» Kutipan Teks

● ● ● ● ● ● ●

Pola klaim serupa, menurut dia, mirip dengan kasus sebelumnya. Suhartono mengingat, sekitar awal Agustus ini ada obat Covid-19 yang juga dibawa seorang bernama Hadi Pranoto. Obat berupa cairan minuman itu kemudian viral di media sosial Youtube milik Dunia Manji dan dilaporkan kepada polisi karena dugaan melanggar Undang-Undang Informasi dan Transaksi Elektronik (ITE).
Lisna Dwira (40) juga berpandangan serupa dengan Suhartono. Pedagang tekstil ini belakangan mengurangi terpaan informasi tidak jelas terkait obat Covid-19 di media sosial. Hal yang dia tahu, obat mesti melewati uji klinis dan mungkin memiliki semacam nomor edar resmi saat dijual di pasaran.
”Cenderung skeptis, sih, dengan kabar obat Covid-19 yang langsung muncul di media seperti kemarin. Terutama setelah kasus Hadi Pranoto itu, saya baru tahu bahwa suatu obat harus melalui uji klinis yang panjang, lalu mendapat ulasan terlebih dulu dari kalangan sesama ahli. Dari situ, saya juga baru tahu mestinya obat enggak bisa asal klaim menyembuhkan orang,” kata Lisna.
Pri Hendratmoko (57), pengajar di sebuah perguruan tinggi di Jakarta Barat, juga tidak menanggapi terlalu serius terkait kemunculan klaim obat Covid-19 yang beredar di media massa. Dia sendiri lebih menunggu kabar perkembangan vaksin yang tengah dikembangkan pemerintah beberapa bulan terakhir. ”Saya enggak terlalu serius kalau menanggapi klaim obat sejak munculnya klaim kalung obat Covid-19 beberapa bulan lalu. Kalau ingin yang pasti-pasti saja, ya, menunggu kabar vaksin yang dikembangkan di Bandung itu,” ucapnya.
Suhartono, Lisna, dan Pri mewakili sebagian pendapat warga terkait sejumlah klaim obat Covid-19 yang berlebihan. Catatan Kompas, sejumlah warga di Jakarta sebelumnya juga skeptis terhadap klaim obat berupa kalung antikorona yang dibuat oleh Badan Penelitian dan Pengembangan Kemeterian Pertanian (Kompas, 6/7/2020).
Anggota Komite Nasional Penilai Obat Badan Pengawas Obat dan Makanan (BPOM), Anwar Santoso, menyatakan, sejauh ini belum ada obat yang manjur dan aman untuk Covid-19. Perlu diketahui, obat yang diklaim untuk terapi suatu penyakit harus memenuhi manfaat saintifik dan sosial. Sejumlah proses penelitian pun harus dilakukan, mulai dari uji preklinis, uji klinis tahap pertama sampai ketiga, hingga registrasi obat.
”Sampai saat ini belum ada persetujuan yang dikeluarkan Badan POM bahwa ada obat yang manjur dan aman untuk Covid-19. Semuanya masih dalam fase uji klinis. Bahkan, WHO (Organisasi Kesehatan Dunia) belum menyampaikan pernyataan resmi bahwa ada obat yang direkomendasikan spesifik untuk Covid-19,” ujarnya, Selasa (18/8/2020).

● ● ● ● ● ● ●

» Informasi yang Diberikan
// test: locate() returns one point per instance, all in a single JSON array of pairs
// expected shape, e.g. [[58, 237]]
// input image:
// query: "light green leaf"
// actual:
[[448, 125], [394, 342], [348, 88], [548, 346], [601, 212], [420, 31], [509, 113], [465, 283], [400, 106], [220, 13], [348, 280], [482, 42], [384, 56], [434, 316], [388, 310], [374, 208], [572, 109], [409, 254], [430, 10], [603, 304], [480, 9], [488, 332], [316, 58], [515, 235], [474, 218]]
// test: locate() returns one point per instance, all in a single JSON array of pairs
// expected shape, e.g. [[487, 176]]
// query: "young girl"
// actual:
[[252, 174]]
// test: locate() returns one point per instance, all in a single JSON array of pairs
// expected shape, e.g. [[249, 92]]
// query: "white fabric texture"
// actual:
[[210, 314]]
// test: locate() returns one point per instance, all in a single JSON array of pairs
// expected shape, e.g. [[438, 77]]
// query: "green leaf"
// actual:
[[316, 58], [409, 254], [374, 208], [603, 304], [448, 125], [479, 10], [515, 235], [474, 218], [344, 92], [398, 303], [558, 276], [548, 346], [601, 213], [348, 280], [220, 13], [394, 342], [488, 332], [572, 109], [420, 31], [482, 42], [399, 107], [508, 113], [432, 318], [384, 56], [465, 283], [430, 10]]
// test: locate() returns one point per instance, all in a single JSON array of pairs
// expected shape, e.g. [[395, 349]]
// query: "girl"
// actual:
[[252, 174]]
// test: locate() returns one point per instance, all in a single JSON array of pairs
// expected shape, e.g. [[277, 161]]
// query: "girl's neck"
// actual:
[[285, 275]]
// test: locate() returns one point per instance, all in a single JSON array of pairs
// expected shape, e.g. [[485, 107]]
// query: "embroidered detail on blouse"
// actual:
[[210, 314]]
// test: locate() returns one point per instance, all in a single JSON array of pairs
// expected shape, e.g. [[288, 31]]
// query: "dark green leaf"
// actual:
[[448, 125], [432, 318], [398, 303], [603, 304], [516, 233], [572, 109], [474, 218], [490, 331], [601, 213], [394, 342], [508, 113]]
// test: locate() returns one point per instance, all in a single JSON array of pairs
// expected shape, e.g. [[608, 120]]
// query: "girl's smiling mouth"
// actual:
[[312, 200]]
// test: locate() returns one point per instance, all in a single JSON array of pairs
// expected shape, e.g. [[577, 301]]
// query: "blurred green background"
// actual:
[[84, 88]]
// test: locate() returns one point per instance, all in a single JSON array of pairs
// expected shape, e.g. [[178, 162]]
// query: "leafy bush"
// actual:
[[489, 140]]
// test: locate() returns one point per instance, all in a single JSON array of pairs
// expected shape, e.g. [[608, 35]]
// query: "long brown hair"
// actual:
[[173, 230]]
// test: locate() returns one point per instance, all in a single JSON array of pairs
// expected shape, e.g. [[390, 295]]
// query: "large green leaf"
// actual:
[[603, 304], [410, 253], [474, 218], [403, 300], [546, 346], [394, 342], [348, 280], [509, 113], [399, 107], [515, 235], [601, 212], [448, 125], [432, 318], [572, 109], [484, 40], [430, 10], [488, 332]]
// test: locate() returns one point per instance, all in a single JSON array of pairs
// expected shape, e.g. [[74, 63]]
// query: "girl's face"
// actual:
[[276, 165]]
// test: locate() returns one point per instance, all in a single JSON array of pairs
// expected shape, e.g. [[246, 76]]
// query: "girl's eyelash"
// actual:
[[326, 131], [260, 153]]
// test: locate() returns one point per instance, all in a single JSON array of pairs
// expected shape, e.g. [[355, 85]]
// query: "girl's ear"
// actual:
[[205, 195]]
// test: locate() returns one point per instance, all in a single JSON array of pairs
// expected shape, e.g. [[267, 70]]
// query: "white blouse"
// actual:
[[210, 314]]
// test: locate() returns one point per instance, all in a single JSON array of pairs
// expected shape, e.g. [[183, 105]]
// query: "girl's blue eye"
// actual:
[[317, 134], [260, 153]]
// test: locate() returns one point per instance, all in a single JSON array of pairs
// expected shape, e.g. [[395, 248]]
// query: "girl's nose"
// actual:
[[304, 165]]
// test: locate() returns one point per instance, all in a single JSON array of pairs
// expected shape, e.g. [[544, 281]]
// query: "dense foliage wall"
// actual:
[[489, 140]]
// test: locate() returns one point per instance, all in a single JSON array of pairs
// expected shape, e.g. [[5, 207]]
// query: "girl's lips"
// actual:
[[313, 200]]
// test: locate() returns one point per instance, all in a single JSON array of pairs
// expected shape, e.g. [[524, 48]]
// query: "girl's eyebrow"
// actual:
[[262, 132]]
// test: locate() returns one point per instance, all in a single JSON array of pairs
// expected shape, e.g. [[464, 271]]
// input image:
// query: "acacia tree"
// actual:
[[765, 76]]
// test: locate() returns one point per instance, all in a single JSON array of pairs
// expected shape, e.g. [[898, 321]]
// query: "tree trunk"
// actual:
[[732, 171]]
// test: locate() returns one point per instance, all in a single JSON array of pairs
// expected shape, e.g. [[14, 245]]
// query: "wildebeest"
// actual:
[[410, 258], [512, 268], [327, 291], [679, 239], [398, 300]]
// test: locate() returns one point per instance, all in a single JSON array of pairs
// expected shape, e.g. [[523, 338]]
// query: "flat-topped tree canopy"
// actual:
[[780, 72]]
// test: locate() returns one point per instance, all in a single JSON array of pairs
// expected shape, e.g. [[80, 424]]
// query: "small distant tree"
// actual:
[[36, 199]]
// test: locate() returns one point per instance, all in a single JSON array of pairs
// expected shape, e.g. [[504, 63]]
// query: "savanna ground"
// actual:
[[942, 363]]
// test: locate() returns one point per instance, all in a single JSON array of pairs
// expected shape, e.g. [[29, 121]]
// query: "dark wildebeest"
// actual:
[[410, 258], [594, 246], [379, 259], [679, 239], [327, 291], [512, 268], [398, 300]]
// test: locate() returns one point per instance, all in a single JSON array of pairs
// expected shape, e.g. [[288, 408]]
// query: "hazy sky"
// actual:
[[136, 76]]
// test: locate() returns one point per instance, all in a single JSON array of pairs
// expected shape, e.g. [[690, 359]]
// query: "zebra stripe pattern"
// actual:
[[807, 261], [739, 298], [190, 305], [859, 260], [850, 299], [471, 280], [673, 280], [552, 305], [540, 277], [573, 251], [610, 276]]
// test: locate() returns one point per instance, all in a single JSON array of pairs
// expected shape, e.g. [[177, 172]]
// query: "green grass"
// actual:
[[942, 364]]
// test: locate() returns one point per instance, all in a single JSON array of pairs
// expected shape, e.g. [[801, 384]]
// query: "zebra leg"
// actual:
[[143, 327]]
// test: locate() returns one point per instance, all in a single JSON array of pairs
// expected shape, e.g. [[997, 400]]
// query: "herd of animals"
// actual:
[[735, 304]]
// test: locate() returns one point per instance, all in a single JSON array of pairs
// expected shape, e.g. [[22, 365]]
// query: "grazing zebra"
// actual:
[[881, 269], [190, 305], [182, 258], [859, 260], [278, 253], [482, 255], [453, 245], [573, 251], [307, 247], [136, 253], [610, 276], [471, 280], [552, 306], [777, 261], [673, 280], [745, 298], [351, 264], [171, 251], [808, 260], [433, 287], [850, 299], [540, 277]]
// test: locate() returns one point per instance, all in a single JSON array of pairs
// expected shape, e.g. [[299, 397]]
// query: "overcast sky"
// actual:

● ● ● ● ● ● ●

» Yang Harus Dilakukan
Tolong salin kata demi kata bagian kutipan tentang klaim obat Covid-19 di atas, dari "Pri Hendratmoko (57), pengajar" sampai "Pertanian (Kompas, 6/7/2020).".

» Tugas Selesai
Pri Hendratmoko (57), pengajar di sebuah perguruan tinggi di Jakarta Barat, juga tidak menanggapi terlalu serius terkait kemunculan klaim obat Covid-19 yang beredar di media massa. Dia sendiri lebih menunggu kabar perkembangan vaksin yang tengah dikembangkan pemerintah beberapa bulan terakhir. ”Saya enggak terlalu serius kalau menanggapi klaim obat sejak munculnya klaim kalung obat Covid-19 beberapa bulan lalu. Kalau ingin yang pasti-pasti saja, ya, menunggu kabar vaksin yang dikembangkan di Bandung itu,” ucapnya.
Suhartono, Lisna, dan Pri mewakili sebagian pendapat warga terkait sejumlah klaim obat Covid-19 yang berlebihan. Catatan Kompas, sejumlah warga di Jakarta sebelumnya juga skeptis terhadap klaim obat berupa kalung antikorona yang dibuat oleh Badan Penelitian dan Pengembangan Kemeterian Pertanian (Kompas, 6/7/2020).